* **Instructions for the task**: Locate every line in the listing below that contains the word "please" and copy each of those lines.

* **Dataset extract**:
________________

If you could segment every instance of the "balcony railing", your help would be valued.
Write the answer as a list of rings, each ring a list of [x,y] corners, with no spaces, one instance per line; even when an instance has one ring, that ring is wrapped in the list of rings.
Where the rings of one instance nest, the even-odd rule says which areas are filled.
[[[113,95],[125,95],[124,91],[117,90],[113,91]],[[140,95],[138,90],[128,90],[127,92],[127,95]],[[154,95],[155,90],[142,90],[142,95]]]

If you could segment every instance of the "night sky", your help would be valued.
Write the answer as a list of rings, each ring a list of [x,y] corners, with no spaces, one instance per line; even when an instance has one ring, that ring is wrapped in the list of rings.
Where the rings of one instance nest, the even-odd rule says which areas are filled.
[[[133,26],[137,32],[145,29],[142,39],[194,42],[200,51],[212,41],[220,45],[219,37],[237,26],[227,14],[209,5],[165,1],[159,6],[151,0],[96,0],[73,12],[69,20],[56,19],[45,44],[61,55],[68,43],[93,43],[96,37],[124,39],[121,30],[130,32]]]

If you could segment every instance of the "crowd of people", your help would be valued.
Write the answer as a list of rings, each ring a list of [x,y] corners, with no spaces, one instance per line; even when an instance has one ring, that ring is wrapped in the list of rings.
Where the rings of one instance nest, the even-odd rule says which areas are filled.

________________

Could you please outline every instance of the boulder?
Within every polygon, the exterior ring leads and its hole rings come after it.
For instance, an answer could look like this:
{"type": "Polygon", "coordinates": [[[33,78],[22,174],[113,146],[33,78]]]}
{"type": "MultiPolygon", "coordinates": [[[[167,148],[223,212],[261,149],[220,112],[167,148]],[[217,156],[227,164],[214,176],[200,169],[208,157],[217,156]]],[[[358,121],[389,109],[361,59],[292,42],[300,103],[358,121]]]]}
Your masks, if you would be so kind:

________________

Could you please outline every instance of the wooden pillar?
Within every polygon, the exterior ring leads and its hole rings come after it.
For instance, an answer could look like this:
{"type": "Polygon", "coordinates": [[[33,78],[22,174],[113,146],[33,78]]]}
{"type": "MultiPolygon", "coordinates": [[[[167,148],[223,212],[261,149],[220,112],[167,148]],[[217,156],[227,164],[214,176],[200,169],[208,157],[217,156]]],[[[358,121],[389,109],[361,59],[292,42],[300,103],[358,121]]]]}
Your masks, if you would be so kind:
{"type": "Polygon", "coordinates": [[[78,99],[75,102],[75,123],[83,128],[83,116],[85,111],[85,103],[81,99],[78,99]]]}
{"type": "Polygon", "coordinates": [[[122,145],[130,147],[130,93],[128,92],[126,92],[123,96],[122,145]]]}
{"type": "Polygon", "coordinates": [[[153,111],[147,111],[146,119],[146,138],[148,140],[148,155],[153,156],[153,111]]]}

________________

* **Output**:
Could you please outline every instance of the boulder?
Could you please outline every instance of the wooden pillar?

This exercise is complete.